→ Exercise details
Go through the data below line by line and report how many lines contain "Task", giving only that figure.

[Supplied material Boundary: Start]

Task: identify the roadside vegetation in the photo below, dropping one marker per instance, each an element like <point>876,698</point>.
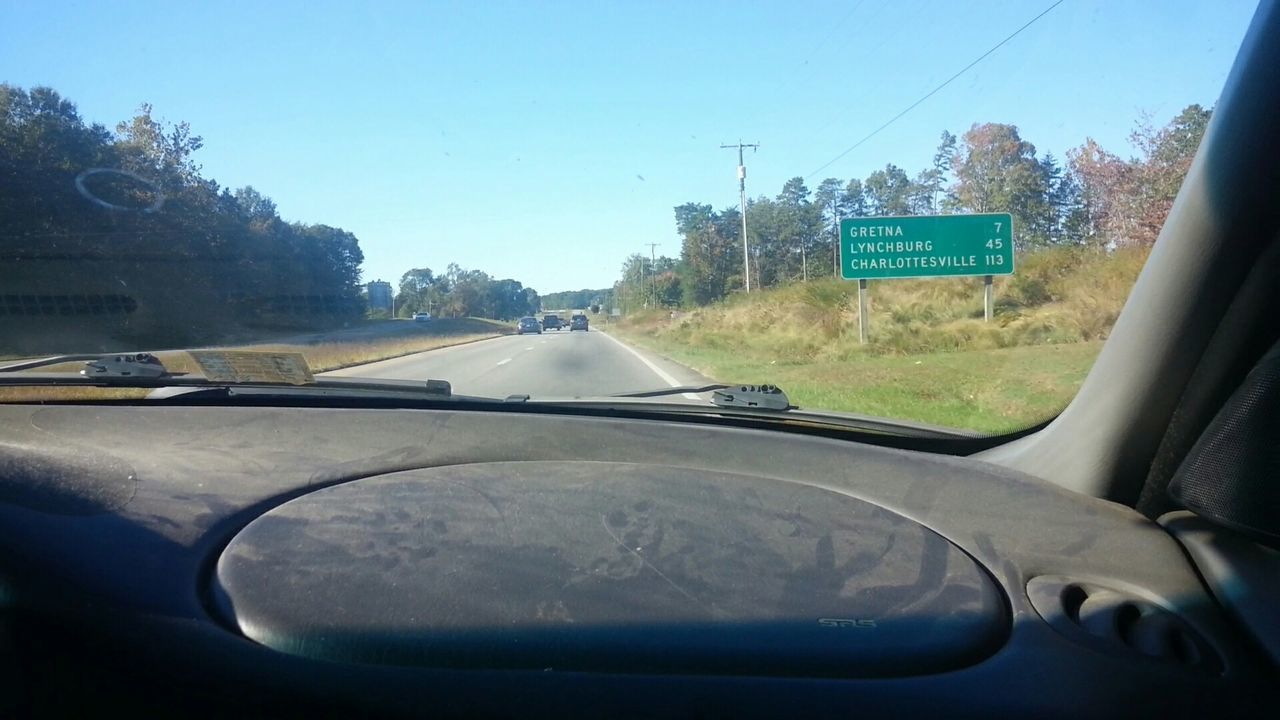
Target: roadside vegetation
<point>931,356</point>
<point>380,341</point>
<point>1083,229</point>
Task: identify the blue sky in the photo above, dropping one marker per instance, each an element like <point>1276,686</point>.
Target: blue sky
<point>545,141</point>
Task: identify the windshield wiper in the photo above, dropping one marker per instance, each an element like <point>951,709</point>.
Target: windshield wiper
<point>762,397</point>
<point>146,370</point>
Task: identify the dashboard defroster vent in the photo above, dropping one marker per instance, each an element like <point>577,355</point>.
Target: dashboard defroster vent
<point>1115,620</point>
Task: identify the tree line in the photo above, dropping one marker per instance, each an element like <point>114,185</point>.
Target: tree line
<point>1093,199</point>
<point>458,294</point>
<point>86,210</point>
<point>592,300</point>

[Supplied material Boundary: End]

→ Expected answer
5